→ **Excerpt provided**:
RE: [RFE]: watchdog: atmel: atmel-sama5d4-wdt

From: Ken Sloat
Date: Mon Jun 10 2019 - 16:57:06 EST


> -----Original Message-----
> From: Guenter Roeck <groeck7@xxxxxxxxx> On Behalf Of Guenter Roeck
> Sent: Monday, June 10, 2019 4:29 PM
> To: Alexandre Belloni <alexandre.belloni@xxxxxxxxxxxxxxxxxx>
> Cc: Ken Sloat <KSloat@xxxxxxxxxxxxxx>; Nicolas.Ferre@xxxxxxxxxxxxx;
> wim@xxxxxxxxx; linux-arm-kernel@xxxxxxxxxxxxxxxxxxx; linux-
> watchdog@xxxxxxxxxxxxxxx; linux-kernel@xxxxxxxxxxxxxxx
> Subject: Re: [RFE]: watchdog: atmel: atmel-sama5d4-wdt
>
> [This is an EXTERNAL EMAIL]
> ________________________________
>
> On Mon, Jun 10, 2019 at 10:13:01PM +0200, Alexandre Belloni wrote:
> > Hello,
> >
> > On 10/06/2019 09:28:11-0700, Guenter Roeck wrote:
> > > On Mon, Jun 10, 2019 at 03:51:52PM +0000, Ken Sloat wrote:
> > > > Hello Nicolas,
> > > >
> > > > I wanted to open a discussion proposing new functionality to allow
> > > > disabling of the watchdog timer upon entering suspend in the
> SAMA5D2/4.
> > > >
> > > > Typical use case of a hardware watchdog timer in the kernel is a
> > > > userspace application opens the watchdog timer and periodically
> > > > "kicks" it. If the application hits a deadlock somewhere and is no
> > > > longer able to kick it, then the watchdog intervenes and often
> > > > resets the processor. Such is the case for the Atmel driver (which
> > > > also allows a watchdog interrupt to be asserted in lieu of a system
> reset). In most use cases, upon entering a low power/suspend state, the
> application will no longer be able to "kick" the watchdog. If the watchdog is
> not disabled or kicked via another method, then it will reset the system. This
> is the current behavior of the Atmel driver as of today.
> > > >
> > > > The watchdog peripheral itself does have a "WDIDLEHLT" bit
> > > > however, and this is enabled via the "atmel,idle-halt" dt
> > > > property. However, this is not very useful, as it literally only
> > > > makes the watchdog count when the CPU is active. This results in
> > > > non-deterministic triggering of the WDT and means that if a
> > > > critical application were to crash, it may be quite a long time
> > > > before the WDT would ever trigger. Below is a similar statement
> > > > made in the device-tree doc for this
> > > > peripheral:
> > > >
> > > > - atmel,idle-halt: present if you want to stop the watchdog when the
> CPU is
> > > > in idle state.
> > > > CAUTION: This property should be used with care, it actually makes
> the
> > > > watchdog not counting when the CPU is in idle state, therefore the
> > > > watchdog reset time depends on mean CPU usage and will not reset at
> all
> > > > if the CPU stop working while it is in idle state, which is probably
> > > > not what you want.

→ **Problems and tasks**:
a - In the watchdog email thread, list every person shown as the author of a message, either in a "From" line or in a line ending in "wrote:".
b - Continue the watchdog email thread from where it stops.
The data that follows isn't needed here.

→ **Source excerpt**:
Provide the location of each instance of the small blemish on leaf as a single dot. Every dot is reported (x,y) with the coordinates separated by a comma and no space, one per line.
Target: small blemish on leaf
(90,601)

→ **Answers provided**:
a - Ken Sloat, Guenter Roeck, Alexandre Belloni

b -
> > > >
> > > > It seems to me, that it would be logical and useful to introduce a
> > > > new property that would cause the Atmel WDT to disable on suspend
> > > > and re-enable on resume. It also appears that the WDT is re-initialized
> anyways upon resume, so the only piece missing here would really be a dt
> flag and a call to disable.
> > > >
> > > Wondering - why would this need a dt property ? That would be quite
> > > unusual. Is there a condition where one would _not_ want the watchdog
> to stop on suspend ?
> > >
> >
> > There are customers that protects suspend/resume using the watchdog.
> > They wake up their platform every 15s to ping the watchdog.
> >
>
> Interesting use case.
>
> > Also, I don't see why the application deciding to go to suspend
> > wouldn't be able to disable the watchdog before do so if this is the wanted
> policy.
> >
>
> Many watchdog drivers already implement suspend/resume support. Such a
> platform specific functionality seems to be quite undesirable to me.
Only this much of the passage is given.